In their 2021 outlook, equity analysts at the bank said a stock market rally would mostly be driven by earnings-per-share growth, with high-efficacy vaccines bringing the Covid-19 pandemic under control and a return to normality bringing about a strong upswing for cyclical stocks.

Barclays economists see global GDP (gross domestic product) growth of 5.4% next year, the sharpest since 2010, which they project will facilitate around a 45% rise in earnings for European corporates from their currently depressed levels.

Barclays’ biggest overweight stock for 2021 is oil major BP, for which it sees 63.7% upside potential, followed by Dutch bank ABN Amro with 50.6% and British telecoms company BT Group with 47.2%.

The year’s biggest losers are expected to be Lufthansa, for which Barclays sees a -46.1% potential downside, Dutch payment company Adyen (-34.1%) and British online supermarket Ocado (-30.5%).

“Central banks and governments have ammunition left to help sustain the recovery, financial conditions are favourable, and there is pent-up demand given resilient disposable income, high savings and recovering profits,” Emmanuel Cau, head of European equity strategy at Barclays, said in the report.

Cau acknowledged that the short-term outlook remains uncertain as vaccine rollouts and the long-term societal impact of the pandemic are still up in the air, while a recent bullish run for markets has left less room for positive surprises.

Data under study:
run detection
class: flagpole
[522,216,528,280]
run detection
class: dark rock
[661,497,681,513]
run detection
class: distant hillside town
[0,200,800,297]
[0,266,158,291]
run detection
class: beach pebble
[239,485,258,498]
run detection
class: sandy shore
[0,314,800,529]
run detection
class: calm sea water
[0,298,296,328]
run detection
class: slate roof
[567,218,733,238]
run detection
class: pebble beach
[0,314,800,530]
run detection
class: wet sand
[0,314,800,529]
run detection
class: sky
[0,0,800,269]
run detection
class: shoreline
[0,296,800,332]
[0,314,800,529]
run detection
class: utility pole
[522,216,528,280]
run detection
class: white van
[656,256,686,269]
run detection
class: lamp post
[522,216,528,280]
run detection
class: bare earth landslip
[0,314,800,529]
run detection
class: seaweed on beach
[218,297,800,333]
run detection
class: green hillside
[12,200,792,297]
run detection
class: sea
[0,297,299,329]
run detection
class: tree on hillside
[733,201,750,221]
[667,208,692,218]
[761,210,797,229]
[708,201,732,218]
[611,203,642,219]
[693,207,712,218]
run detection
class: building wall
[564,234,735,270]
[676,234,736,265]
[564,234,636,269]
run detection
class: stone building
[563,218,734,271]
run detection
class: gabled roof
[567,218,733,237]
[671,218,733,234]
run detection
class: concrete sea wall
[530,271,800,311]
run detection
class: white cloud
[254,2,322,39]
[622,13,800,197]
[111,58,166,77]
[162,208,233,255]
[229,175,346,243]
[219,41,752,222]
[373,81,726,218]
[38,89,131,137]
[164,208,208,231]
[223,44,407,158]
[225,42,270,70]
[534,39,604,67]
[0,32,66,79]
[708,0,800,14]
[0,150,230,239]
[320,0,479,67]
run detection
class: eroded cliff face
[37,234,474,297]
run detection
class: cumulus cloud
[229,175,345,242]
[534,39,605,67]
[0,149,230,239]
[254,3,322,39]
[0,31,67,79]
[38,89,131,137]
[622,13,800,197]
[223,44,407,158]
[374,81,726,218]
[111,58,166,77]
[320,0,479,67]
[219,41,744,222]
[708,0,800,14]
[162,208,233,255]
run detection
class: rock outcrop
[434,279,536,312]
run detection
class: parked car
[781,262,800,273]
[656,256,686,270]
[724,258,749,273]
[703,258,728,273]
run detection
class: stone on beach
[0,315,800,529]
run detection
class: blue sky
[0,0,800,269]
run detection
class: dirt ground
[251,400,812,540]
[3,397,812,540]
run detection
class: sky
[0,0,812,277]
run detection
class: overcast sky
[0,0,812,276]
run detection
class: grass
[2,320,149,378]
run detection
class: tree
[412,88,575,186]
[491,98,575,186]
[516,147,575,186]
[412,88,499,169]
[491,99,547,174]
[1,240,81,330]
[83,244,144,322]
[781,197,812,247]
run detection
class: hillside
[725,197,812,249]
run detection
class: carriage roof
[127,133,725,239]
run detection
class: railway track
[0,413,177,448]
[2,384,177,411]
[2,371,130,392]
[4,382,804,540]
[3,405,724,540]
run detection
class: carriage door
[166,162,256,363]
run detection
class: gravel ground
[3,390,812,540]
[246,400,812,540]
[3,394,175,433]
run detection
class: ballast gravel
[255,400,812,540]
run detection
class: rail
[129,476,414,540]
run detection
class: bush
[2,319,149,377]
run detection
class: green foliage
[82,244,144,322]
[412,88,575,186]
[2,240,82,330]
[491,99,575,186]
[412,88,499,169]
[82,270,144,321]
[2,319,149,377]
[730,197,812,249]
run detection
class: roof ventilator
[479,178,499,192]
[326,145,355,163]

Things to do:
A. Answer these questions using the Barclays outlook article:
(i) What global GDP growth rate do Barclays economists expect for next year?
(ii) Which stock is Barclays' biggest overweight for 2021, and how much upside potential does the bank see for it?
(iii) What position does Emmanuel Cau hold at Barclays?
B. Extend the Barclays outlook article beyond its final sentence.

Outputs by task:
A.
(i) 5.4%, the sharpest since 2010.
(ii) Oil major BP, with 63.7% upside potential.
(iii) Head of European equity strategy.

B.
However, Barclays does see room for continued rotation away from “relative safe havens” such as bonds, cash, developed markets, U.S. growth and defensive stocks into lesser-owned riskier assets, such as emerging market and European equities, cyclical and value stocks.

“Given the large output gaps, we expect expansionary monetary and fiscal policies to remain firmly in place. The China recovery is broadening, while in the US and Europe, consumer spend and capex should both rebound, and services catch up with manufacturing,” Cau said.

“Against this backdrop, bond yields are more likely to go up than down, which, alongside the weak dollar, should give legs to the reflation trade, favouring value and cyclicals.”

Unwinding the flight to safety

Although cautioning that the road to this normalization will likely be bumpy, Barclays suggested that dips should be bought during what could be a tough and volatile winter.

While sentiment has turned more bullish in recent weeks, Cau pointed out that positioning has generally yet to catch up, indicating that “the unwind of the two-year long flight to safety may just be starting.”

In terms of regional allocation, Barclays is positioning overweight emerging markets versus developed markets and Europe versus the U.K., while market weighting Europe and the U.S.

On a sector level, Cau’s team is overweight financials, industrials, materials and consumer discretionary stocks (non-essential goods and services), and underweight healthcare, consumer staples, telecoms and real estate. Utilities, tech and energy are all at marketweight.